Check each line of the material, and show the ones that include the word "frosting".

● **DATASET EXCERPTS**:
++++++++++
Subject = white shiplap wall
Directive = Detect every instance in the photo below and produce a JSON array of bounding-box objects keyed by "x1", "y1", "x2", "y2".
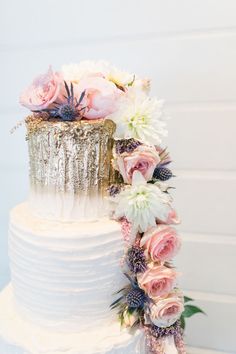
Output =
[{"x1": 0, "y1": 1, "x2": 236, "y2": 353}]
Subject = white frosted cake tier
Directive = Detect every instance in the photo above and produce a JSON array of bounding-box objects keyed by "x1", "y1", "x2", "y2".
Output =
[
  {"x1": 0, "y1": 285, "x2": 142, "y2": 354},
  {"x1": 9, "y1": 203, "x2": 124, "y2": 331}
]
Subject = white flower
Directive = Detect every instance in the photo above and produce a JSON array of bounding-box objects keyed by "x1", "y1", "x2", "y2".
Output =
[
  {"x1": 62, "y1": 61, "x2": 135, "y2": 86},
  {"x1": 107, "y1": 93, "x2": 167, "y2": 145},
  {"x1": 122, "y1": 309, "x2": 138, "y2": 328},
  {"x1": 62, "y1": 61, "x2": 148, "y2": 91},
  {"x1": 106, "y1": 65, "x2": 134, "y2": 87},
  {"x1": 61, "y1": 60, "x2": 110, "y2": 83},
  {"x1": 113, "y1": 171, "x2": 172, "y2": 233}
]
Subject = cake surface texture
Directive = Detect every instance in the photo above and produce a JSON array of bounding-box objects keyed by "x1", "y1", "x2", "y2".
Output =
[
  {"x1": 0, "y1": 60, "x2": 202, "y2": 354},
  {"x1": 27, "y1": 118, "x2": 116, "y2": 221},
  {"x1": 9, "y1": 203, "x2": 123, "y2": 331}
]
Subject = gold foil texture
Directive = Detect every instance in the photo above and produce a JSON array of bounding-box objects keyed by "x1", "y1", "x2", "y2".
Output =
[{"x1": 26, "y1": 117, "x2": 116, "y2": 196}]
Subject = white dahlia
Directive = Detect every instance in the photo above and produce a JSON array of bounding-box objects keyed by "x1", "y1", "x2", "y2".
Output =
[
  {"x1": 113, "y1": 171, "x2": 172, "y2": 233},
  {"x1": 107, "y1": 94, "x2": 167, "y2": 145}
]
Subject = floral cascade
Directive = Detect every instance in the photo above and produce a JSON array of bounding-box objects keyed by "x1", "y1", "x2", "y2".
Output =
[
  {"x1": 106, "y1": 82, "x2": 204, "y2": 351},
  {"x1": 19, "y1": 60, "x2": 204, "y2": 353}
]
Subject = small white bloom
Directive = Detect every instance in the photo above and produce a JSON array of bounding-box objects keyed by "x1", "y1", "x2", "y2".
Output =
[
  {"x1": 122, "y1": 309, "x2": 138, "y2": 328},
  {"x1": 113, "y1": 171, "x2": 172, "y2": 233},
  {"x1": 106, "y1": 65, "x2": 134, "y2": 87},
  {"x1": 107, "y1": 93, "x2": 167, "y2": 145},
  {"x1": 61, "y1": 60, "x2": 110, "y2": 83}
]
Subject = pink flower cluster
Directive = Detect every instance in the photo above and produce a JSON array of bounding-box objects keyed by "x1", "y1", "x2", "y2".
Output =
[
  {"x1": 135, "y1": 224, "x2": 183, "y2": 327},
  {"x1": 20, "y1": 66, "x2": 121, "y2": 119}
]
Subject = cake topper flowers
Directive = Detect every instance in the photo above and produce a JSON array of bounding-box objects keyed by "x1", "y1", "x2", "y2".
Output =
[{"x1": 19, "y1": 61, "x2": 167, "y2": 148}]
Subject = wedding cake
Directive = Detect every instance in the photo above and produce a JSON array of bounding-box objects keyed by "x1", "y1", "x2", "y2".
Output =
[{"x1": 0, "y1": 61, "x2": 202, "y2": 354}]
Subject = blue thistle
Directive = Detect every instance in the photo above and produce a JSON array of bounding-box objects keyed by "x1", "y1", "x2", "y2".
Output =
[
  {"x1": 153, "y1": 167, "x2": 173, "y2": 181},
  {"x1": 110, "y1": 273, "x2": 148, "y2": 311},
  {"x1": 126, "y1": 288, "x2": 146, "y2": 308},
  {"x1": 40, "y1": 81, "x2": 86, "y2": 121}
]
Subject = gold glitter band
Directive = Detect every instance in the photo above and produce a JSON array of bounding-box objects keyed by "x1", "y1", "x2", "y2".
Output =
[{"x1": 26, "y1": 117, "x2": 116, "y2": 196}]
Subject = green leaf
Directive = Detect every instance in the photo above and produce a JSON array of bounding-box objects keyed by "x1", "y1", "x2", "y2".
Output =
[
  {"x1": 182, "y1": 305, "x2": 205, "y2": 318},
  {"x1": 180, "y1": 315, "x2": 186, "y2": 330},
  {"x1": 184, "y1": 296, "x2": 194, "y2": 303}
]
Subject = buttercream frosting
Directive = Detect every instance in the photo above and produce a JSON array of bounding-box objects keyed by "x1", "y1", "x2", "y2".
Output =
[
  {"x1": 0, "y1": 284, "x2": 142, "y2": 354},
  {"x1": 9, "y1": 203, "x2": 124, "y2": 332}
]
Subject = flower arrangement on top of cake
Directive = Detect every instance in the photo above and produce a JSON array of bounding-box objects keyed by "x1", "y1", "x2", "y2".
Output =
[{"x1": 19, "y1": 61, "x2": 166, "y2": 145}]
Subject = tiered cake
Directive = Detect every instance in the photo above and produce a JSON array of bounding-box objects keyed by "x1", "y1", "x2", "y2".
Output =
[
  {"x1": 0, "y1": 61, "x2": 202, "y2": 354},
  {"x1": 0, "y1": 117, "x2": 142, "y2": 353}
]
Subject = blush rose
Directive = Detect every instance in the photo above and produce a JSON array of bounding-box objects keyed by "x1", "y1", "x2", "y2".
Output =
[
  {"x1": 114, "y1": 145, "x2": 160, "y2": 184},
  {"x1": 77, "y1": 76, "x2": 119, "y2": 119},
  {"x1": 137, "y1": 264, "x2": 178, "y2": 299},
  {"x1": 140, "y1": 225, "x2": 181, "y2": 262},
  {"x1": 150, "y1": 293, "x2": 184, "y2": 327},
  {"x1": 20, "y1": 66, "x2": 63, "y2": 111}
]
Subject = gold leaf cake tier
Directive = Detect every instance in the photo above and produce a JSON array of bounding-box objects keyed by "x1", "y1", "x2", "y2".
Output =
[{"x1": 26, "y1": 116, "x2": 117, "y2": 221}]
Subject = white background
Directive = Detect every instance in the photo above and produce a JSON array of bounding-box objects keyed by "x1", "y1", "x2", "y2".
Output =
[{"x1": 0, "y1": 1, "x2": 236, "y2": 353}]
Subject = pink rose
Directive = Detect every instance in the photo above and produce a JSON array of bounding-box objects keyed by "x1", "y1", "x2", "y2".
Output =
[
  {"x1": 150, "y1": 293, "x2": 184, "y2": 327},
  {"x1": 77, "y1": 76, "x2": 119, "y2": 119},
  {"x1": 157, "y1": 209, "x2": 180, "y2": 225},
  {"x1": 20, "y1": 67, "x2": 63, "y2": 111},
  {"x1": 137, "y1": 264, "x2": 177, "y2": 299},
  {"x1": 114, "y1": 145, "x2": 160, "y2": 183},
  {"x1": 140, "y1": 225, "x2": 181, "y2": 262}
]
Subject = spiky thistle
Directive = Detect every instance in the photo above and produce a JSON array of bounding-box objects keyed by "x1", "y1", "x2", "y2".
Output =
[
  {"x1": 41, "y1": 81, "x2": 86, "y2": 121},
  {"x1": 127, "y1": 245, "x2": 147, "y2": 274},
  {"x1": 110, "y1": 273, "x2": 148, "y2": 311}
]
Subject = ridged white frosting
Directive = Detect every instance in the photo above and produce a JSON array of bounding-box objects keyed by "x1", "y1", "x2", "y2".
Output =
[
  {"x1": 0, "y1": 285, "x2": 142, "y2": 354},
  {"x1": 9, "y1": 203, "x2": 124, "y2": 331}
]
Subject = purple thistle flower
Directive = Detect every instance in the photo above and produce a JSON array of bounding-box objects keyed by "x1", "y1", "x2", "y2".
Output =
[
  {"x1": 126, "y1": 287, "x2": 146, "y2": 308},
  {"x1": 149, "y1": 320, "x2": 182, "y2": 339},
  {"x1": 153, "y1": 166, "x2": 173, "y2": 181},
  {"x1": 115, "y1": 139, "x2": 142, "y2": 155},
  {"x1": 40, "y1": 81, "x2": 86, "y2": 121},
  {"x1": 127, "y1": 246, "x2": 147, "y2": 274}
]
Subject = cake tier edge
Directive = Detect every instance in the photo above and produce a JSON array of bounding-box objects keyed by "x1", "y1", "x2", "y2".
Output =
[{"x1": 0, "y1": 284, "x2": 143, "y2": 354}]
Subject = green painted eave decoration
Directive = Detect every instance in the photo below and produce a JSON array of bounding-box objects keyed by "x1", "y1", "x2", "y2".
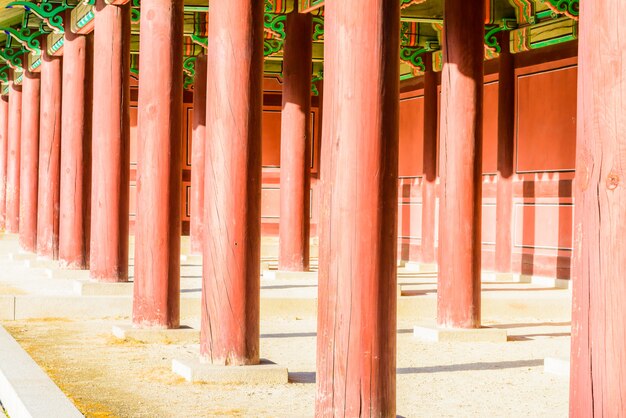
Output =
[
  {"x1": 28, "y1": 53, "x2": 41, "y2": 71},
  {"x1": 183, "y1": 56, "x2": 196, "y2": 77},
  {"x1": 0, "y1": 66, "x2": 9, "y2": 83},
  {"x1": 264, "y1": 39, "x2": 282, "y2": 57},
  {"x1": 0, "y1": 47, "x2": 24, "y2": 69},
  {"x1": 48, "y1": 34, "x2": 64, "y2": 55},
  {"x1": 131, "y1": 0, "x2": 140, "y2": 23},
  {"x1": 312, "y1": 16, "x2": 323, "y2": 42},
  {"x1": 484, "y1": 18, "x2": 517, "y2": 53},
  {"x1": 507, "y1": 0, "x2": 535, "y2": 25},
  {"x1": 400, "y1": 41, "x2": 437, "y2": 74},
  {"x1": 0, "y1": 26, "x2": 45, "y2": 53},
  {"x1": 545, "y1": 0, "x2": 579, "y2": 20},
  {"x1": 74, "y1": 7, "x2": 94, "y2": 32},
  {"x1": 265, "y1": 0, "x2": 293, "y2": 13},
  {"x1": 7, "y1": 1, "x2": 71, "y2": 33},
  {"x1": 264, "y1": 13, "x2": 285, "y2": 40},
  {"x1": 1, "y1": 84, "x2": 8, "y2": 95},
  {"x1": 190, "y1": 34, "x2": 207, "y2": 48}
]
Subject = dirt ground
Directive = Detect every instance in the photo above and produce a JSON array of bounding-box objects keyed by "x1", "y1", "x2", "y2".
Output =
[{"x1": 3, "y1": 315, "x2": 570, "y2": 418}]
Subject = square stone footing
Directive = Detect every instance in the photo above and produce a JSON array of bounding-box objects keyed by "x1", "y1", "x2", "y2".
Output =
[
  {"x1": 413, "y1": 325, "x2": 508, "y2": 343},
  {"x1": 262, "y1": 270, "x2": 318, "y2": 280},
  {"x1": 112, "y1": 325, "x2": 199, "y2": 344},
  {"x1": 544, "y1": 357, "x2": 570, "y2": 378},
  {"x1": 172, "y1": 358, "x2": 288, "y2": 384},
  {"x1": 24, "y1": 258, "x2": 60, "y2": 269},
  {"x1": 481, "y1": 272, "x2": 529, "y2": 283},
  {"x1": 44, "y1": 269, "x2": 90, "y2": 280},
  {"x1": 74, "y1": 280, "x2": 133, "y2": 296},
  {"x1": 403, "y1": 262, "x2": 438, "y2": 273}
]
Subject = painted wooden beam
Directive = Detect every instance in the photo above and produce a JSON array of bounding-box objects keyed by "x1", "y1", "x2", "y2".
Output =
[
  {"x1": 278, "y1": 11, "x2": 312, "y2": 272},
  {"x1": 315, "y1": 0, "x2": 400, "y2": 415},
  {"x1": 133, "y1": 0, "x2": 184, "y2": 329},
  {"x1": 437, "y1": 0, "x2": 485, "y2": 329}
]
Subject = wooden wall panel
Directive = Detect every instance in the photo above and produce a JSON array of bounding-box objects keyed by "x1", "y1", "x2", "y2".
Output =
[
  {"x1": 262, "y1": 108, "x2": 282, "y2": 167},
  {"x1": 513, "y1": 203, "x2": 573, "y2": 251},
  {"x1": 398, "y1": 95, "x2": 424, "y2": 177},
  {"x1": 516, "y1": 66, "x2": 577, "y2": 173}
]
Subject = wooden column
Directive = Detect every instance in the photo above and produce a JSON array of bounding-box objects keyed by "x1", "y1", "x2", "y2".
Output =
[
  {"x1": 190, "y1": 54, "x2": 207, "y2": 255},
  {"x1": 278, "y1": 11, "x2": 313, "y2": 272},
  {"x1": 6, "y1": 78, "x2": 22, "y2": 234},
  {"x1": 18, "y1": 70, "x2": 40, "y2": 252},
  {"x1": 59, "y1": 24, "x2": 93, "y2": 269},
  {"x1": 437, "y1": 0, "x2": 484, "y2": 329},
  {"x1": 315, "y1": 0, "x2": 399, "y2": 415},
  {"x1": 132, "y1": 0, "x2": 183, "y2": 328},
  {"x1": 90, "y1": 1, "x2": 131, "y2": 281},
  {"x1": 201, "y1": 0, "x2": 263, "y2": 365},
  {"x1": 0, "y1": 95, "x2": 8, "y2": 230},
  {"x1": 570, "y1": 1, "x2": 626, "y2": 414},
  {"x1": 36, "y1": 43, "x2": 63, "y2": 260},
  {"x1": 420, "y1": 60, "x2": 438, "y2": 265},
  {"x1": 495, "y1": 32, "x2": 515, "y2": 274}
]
++++++++++
● **ANSWER BOX**:
Subject = buttercream frosting
Subject = ridged white frosting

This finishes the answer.